## [GOAL OF THE EXERCISE]
Give the data again word for word; drop the pictures.

BEGIN LISTED RECORDS

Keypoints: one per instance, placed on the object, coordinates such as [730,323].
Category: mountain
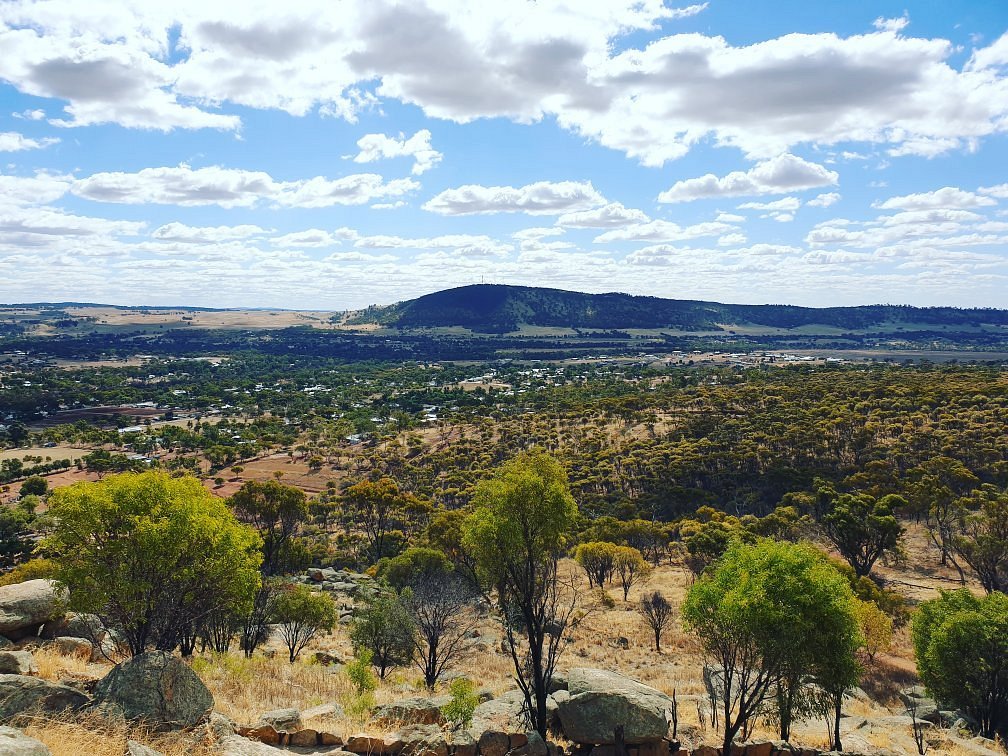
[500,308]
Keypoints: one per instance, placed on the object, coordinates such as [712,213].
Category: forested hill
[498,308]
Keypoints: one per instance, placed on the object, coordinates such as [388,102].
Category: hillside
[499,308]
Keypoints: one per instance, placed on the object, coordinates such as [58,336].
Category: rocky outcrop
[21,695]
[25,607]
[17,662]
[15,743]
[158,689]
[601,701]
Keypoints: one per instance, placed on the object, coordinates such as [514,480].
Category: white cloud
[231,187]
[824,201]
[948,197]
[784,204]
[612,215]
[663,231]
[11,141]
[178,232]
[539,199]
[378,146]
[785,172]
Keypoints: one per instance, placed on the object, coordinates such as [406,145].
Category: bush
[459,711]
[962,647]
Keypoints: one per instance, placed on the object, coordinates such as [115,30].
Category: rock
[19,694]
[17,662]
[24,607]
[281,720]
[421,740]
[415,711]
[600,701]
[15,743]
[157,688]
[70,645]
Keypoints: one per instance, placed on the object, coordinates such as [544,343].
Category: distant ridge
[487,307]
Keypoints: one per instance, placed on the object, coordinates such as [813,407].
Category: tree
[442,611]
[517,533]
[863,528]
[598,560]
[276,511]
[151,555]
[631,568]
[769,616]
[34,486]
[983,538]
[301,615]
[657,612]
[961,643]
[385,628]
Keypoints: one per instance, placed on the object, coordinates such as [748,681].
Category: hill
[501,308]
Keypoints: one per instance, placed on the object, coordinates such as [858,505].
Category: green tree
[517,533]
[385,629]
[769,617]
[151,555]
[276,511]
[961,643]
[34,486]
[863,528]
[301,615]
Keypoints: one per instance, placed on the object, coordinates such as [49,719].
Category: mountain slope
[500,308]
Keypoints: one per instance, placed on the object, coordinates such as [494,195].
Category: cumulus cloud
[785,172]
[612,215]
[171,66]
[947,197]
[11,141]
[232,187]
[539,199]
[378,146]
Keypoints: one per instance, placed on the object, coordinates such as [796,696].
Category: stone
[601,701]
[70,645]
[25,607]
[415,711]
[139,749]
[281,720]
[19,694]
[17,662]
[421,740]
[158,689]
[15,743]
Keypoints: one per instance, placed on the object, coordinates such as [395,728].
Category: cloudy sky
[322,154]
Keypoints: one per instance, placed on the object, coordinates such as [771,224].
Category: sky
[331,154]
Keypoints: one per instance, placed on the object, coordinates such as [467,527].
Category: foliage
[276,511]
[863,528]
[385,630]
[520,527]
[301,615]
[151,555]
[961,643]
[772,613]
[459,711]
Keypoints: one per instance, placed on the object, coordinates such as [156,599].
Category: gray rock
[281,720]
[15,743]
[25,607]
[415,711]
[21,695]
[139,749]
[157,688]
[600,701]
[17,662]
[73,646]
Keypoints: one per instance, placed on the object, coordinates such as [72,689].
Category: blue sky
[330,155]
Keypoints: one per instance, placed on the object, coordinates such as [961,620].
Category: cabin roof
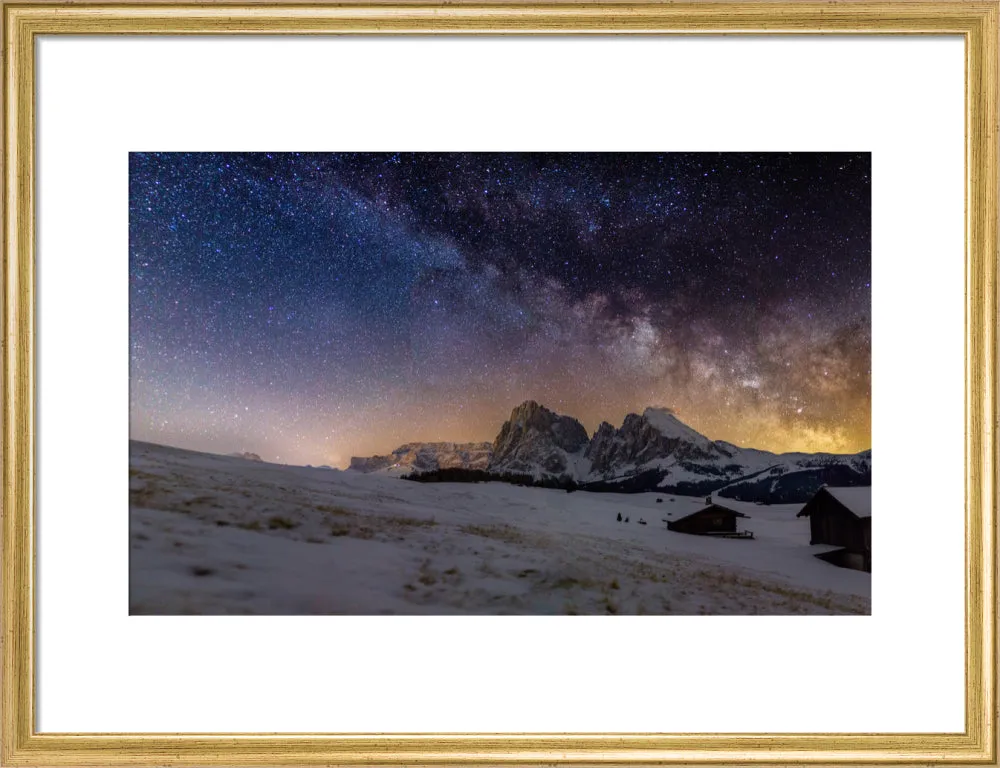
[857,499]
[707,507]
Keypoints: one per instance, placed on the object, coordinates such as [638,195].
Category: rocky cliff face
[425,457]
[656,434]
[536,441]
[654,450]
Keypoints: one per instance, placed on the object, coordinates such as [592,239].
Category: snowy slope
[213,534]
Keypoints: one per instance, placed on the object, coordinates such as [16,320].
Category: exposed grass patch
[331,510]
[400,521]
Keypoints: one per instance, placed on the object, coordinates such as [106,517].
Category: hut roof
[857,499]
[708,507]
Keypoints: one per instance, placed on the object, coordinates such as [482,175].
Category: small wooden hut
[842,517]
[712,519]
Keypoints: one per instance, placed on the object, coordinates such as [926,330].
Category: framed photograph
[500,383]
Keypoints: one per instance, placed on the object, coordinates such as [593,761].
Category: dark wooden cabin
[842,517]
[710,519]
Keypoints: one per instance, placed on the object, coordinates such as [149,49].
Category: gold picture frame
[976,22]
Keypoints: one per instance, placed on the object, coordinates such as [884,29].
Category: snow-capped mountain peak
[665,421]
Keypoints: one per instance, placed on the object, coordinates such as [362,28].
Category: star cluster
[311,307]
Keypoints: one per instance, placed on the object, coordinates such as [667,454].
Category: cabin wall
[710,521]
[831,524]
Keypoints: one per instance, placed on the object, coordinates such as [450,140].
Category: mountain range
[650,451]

END LISTED RECORDS

## [FINAL ANSWER]
Keypoints: one per instance, placed on the object, coordinates such as [730,323].
Category: mountain
[500,308]
Keypoints: one per instance, placed on the object, coordinates such as [712,213].
Category: forested hill
[498,308]
Keypoints: one per instance, placed on the object, coordinates such as [388,102].
Category: hillside
[499,308]
Keypoints: one per instance, placed on the object, coordinates such as [58,336].
Category: rocky outcrop
[21,695]
[25,607]
[17,662]
[15,743]
[158,689]
[601,701]
Keypoints: one per instance, placed on the object, coordinates such as [514,480].
Category: white cloud
[231,187]
[824,201]
[948,197]
[784,204]
[612,215]
[663,231]
[11,141]
[178,232]
[539,199]
[378,146]
[785,172]
Keypoints: one per instance, placed on the object, coordinates such as [406,145].
Category: bush
[459,711]
[962,647]
Keypoints: one per instance, placed on the object, coordinates such as [115,30].
Category: rock
[19,694]
[17,662]
[24,607]
[281,720]
[421,740]
[415,711]
[600,701]
[15,743]
[157,688]
[70,645]
Keypoints: one per instance, placed on the object, coordinates such as [544,343].
Category: distant ridge
[487,307]
Keypoints: one per instance, placed on the object, coordinates such as [813,407].
Category: tree
[442,611]
[517,533]
[863,528]
[598,560]
[276,511]
[151,555]
[631,568]
[769,616]
[34,486]
[983,538]
[301,615]
[657,612]
[961,643]
[385,628]
Keypoints: one per instance, placed on the object, coordinates such as [748,681].
Category: hill
[501,308]
Keypoints: one per instance, placed on the object, coordinates such as [858,505].
Category: green tree
[517,533]
[385,629]
[769,617]
[151,555]
[276,511]
[961,643]
[34,486]
[863,528]
[301,615]
Keypoints: one per instance, placed on the object, coordinates such as [49,719].
Category: mountain slope
[500,308]
Keypoints: one per instance, placed on the object, coordinates such as [494,195].
Category: cumulus cloud
[785,172]
[612,215]
[171,66]
[947,197]
[11,141]
[232,187]
[539,199]
[378,146]
Keypoints: one per instance, placed on the object, coordinates such as [796,696].
Category: stone
[601,701]
[70,645]
[25,607]
[415,711]
[139,749]
[281,720]
[19,694]
[17,662]
[421,740]
[158,689]
[15,743]
Keypoints: one per instance, placed on the object, coordinates such as [395,728].
Category: cloudy sky
[322,154]
Keypoints: one per instance, placed on the object, coordinates such as [771,224].
Category: sky
[331,154]
Keypoints: one per instance, placed on the object, coordinates such as [467,527].
Category: foliage
[276,511]
[863,528]
[385,630]
[520,527]
[301,615]
[151,555]
[961,643]
[772,613]
[459,711]
Keypoints: one per instance, placed on the object, coordinates such as [156,599].
Category: gray rock
[281,720]
[15,743]
[25,607]
[415,711]
[21,695]
[139,749]
[157,688]
[600,701]
[17,662]
[73,646]
Keypoints: one per instance, placed on the object, coordinates such as [72,689].
Category: blue sky
[330,155]
Keypoints: one per instance, placed on the object, coordinates such as [961,620].
Category: cabin roof
[857,499]
[707,507]
Keypoints: one per instance, placed on the object, coordinates such as [638,195].
Category: rocky cliff face
[425,457]
[656,434]
[536,441]
[654,450]
Keypoints: one per instance, placed on the object, coordinates such as [592,239].
Category: snowy slope
[213,534]
Keypoints: one per instance, placed on the object, coordinates such as [16,320].
Category: exposed grass patch
[331,510]
[400,521]
Keypoints: one per instance, placed on the object, coordinates such as [106,517].
Category: hut roof
[857,499]
[708,507]
Keypoints: one per instance, placed on the object, coordinates such as [482,175].
Category: small wooden hut
[842,517]
[712,519]
Keypoints: one per instance, placed on the object, coordinates such as [926,330].
Category: framed photograph
[500,383]
Keypoints: one per instance, placed on the object, coordinates such as [593,761].
Category: dark wooden cabin
[842,517]
[710,519]
Keypoints: one per instance, placed on the object, coordinates such as [149,49].
Category: gold picture frame
[976,22]
Keypoints: one per instance, placed on the object, coordinates such as [884,29].
Category: snow-capped mountain peak
[665,421]
Keypoints: one per instance, placed on the object, coordinates such as [362,28].
Category: star cluster
[311,307]
Keypoints: one per instance, placed on the object, coordinates such as [667,454].
Category: cabin wall
[710,521]
[831,524]
Keypoints: one per instance, placed on the object, coordinates such as [450,140].
Category: mountain range
[650,451]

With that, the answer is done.